DATA RECORDS:
####
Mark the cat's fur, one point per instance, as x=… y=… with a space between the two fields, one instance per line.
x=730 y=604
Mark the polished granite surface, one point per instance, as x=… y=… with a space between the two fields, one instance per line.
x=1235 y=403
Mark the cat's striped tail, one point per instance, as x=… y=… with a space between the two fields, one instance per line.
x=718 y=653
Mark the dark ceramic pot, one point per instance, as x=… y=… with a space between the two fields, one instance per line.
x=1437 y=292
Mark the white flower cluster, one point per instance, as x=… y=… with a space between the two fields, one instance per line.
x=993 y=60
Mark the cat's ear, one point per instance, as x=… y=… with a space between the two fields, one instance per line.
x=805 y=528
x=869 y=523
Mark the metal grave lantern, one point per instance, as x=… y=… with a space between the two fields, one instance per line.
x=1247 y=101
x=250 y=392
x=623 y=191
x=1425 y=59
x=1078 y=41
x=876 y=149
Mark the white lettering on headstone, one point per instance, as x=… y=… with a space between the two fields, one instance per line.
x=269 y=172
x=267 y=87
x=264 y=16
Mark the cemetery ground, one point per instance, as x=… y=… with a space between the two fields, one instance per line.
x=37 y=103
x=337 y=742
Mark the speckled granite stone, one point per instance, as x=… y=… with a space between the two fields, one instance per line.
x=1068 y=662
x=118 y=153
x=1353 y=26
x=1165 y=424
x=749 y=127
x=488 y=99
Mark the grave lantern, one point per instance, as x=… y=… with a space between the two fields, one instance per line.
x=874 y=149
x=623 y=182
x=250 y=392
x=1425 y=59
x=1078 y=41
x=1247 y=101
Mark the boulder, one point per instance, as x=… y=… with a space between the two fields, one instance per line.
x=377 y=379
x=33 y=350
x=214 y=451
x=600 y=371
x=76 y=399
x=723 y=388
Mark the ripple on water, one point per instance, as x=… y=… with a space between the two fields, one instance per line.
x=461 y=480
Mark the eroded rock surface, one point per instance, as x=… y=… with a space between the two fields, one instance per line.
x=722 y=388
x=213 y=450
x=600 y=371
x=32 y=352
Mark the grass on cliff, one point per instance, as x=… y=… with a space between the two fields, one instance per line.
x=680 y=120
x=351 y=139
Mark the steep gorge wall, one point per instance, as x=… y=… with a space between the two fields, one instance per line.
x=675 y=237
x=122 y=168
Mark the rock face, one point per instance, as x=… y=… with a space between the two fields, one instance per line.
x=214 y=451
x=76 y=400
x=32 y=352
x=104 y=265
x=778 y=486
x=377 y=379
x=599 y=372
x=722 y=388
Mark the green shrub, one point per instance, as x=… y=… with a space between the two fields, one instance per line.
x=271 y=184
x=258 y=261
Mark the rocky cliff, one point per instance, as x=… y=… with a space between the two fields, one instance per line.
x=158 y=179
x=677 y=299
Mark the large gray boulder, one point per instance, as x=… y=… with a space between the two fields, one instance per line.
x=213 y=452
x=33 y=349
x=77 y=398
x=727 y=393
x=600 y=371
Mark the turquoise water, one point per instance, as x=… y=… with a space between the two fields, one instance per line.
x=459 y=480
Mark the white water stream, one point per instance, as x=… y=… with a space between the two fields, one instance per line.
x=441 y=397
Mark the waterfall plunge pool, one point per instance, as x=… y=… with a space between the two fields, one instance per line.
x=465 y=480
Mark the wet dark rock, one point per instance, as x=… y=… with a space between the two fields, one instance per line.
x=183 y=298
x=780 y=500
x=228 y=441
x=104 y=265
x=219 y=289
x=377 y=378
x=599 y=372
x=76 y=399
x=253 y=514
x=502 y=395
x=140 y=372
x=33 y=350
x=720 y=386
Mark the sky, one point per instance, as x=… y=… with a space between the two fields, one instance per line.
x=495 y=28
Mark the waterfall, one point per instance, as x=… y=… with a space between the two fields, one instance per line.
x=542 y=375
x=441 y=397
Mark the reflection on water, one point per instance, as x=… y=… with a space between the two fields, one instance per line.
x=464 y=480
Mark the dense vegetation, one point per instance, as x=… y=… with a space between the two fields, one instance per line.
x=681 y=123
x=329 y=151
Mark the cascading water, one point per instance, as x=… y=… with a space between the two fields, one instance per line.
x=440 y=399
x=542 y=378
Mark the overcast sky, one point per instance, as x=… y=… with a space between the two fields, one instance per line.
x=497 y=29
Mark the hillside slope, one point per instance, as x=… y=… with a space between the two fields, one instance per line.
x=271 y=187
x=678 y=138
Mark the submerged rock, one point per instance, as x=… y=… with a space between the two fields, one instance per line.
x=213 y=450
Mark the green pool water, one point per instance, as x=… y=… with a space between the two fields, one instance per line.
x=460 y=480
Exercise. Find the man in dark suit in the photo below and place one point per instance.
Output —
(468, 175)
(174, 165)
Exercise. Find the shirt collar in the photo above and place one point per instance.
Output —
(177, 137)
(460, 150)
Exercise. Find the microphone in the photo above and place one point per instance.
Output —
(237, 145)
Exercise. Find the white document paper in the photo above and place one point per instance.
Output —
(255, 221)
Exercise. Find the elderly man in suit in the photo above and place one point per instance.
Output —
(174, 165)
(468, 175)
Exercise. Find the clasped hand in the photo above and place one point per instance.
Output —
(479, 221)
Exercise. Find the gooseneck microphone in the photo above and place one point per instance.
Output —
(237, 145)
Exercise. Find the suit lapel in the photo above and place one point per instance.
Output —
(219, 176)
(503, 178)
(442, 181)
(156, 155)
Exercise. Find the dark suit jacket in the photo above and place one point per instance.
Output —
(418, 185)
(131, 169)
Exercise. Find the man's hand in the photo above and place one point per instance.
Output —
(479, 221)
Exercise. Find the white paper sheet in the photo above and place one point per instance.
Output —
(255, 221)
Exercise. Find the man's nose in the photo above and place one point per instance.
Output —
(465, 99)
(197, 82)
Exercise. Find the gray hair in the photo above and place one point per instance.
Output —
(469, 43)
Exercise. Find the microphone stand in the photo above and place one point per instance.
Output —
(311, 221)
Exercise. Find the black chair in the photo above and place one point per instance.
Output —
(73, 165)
####
Retype every line of the data, keeping each one exactly as it is.

RESPONSE TO THIS EXERCISE:
Mark the cat's fur, one point per instance, as x=… y=… with a space between the two fields, one instance per line.
x=730 y=604
Mark the polished granite surface, one point per instance, as x=… y=… with a space between the two fields, one instance per line.
x=1235 y=403
Mark the cat's striped tail, one point per instance, as x=… y=… with a space between the two fields, one instance per line.
x=718 y=653
Mark the dark ceramic pot, one point per instance, as x=… y=… with a space between the two fields, one instance per line.
x=1437 y=292
Mark the white flower cluster, one point per instance, as x=… y=… with a space between the two fields, one instance per line.
x=993 y=60
Mark the cat's ear, one point per instance, as x=… y=… with a space between the two fields, one instance per line.
x=805 y=528
x=869 y=523
Mark the metal grave lantern, one point per instance, as x=… y=… with a space between the two fields, one instance per line.
x=1247 y=101
x=250 y=392
x=623 y=191
x=1425 y=59
x=1078 y=41
x=876 y=149
Mark the white lettering on headstone, one point per instance, as x=… y=… with a space between the two fields, one instance per line.
x=269 y=172
x=267 y=87
x=264 y=16
Mark the cemetery ground, one point per instance, as x=… y=… with a space between the two fields, one instance per line.
x=37 y=103
x=337 y=742
Mark the speckled granite stone, one point per instance, as x=… y=… with a space between the two fields, one instance per line.
x=1068 y=662
x=118 y=153
x=1353 y=26
x=1165 y=424
x=749 y=127
x=488 y=99
Mark the grave lantern, one point per instance, as x=… y=… with a space between the two fields, one instance per line.
x=874 y=149
x=623 y=182
x=250 y=392
x=1425 y=59
x=1078 y=41
x=1247 y=101
Mark the boulder, one point per instance, as x=… y=… with a space between the two fields, one instance per line.
x=377 y=379
x=33 y=350
x=214 y=451
x=600 y=371
x=76 y=399
x=723 y=388
Mark the ripple on water, one point per instance, as x=… y=… with a space between the two fields, one instance per line.
x=461 y=480
Mark the eroded rock surface, one point per instance, as x=… y=… with a space between the two fields, one instance per line.
x=722 y=388
x=213 y=450
x=600 y=371
x=32 y=352
Mark the grass on cliff, one point per instance, as x=… y=… with a space between the two fields, one instance per line.
x=680 y=120
x=351 y=139
Mark the steep gorge wall, one point per instance, as x=… y=… with a space between the two fields, one instance per line.
x=675 y=237
x=122 y=168
Mark the rock face, one point per instance, as x=… y=… with a space between the two fields, one instance per line.
x=214 y=451
x=76 y=400
x=32 y=352
x=104 y=265
x=778 y=486
x=377 y=379
x=599 y=372
x=722 y=388
Mark the green shrub, one point per instance, as x=… y=… with a space between the two fields, one instance per line.
x=271 y=184
x=258 y=261
Mark the rocky cliff, one point per instance, as x=… y=… with a space between the two fields, one instance per line.
x=158 y=179
x=677 y=299
Mark the large gray boulder, one point per instance, as x=… y=… with a space between the two fields, one instance per line.
x=213 y=452
x=33 y=349
x=77 y=398
x=727 y=393
x=600 y=371
Mark the turquoise water, one point per instance, as x=… y=… with a space between the two fields, one instance per line.
x=459 y=480
Mark the white water stream, one point per instance, as x=… y=… with a space between the two fields, one instance per line.
x=441 y=397
Mark the waterfall plunge pool, one point per instance, as x=… y=… with a space between the two fields, one instance per line.
x=465 y=480
Mark the wet dark rock, one point per instance, as x=… y=… with a space between the two fields, one instance per line.
x=183 y=298
x=780 y=500
x=228 y=441
x=104 y=265
x=219 y=289
x=377 y=378
x=599 y=372
x=76 y=399
x=253 y=514
x=502 y=395
x=140 y=372
x=33 y=350
x=720 y=386
Mark the sky, one point per instance, as x=… y=… with a space between the two fields, one instance per line.
x=495 y=28
Mark the waterfall, one point per instance, as x=… y=… with a space between the two fields, one instance per line.
x=542 y=375
x=441 y=397
Mark the reflection on water, one point per instance, as x=… y=… with a space between the two fields, one instance per line.
x=464 y=480
Mark the dense vegetation, one point per instance, as x=… y=… with a space between the two fields, one instance per line.
x=681 y=123
x=329 y=151
Mark the cascading water, one point per instance, as x=… y=… with a space between the two fields, one instance per line.
x=440 y=399
x=542 y=378
Mark the overcast sky, one point per instance, as x=… y=… with a space between the two fields, one instance per line.
x=497 y=29
Mark the hillside slope, one point per instance, as x=… y=… with a space between the two fields, one instance per line.
x=271 y=187
x=678 y=138
Mark the submerged rock, one point per instance, as x=… y=… with a space between the two fields, one instance per line.
x=213 y=450
Mark the green pool water, one point per instance, as x=… y=… with a space between the two fields, one instance per line.
x=460 y=480
Exercise. Find the man in dark suit in the photo below and place one point per instance.
Output —
(468, 175)
(174, 165)
Exercise. Find the shirt collar in the photo above and place one point per instance.
Output —
(177, 137)
(460, 150)
Exercise. Find the microphone in the photo above and place one point per instance.
Output —
(237, 145)
Exercise. Find the white document paper in the photo above and place one point per instance.
Output —
(255, 221)
Exercise. Find the elderly man in suit in the photo above and place one point per instance.
Output —
(174, 165)
(468, 175)
Exercise. Find the clasped hand in the photo above and place one point per instance.
Output —
(479, 221)
Exercise. Find the gooseneck microphone in the photo above and place one point per instance.
Output —
(237, 145)
Exercise. Find the suit lapel in the photo above and place one point per instance.
Output —
(219, 176)
(503, 178)
(442, 181)
(156, 155)
Exercise. Find the dark suit jacket in the photo above and place one point per instance.
Output —
(418, 185)
(131, 169)
Exercise. Find the man's hand in the photo above and place one point per instance.
Output —
(479, 221)
Exercise. Find the white paper sheet in the photo above and place one point per instance.
Output —
(255, 221)
Exercise. Find the man's nose in the photo above and place one point per instance.
Output —
(465, 99)
(197, 82)
Exercise. Find the gray hair in the photo above and place one point per instance.
Output —
(469, 43)
Exercise. Find the microphone stand in the photo above and place one point per instance.
Output —
(311, 221)
Exercise. Find the black chair in the photo above and place one point per instance.
Output —
(73, 165)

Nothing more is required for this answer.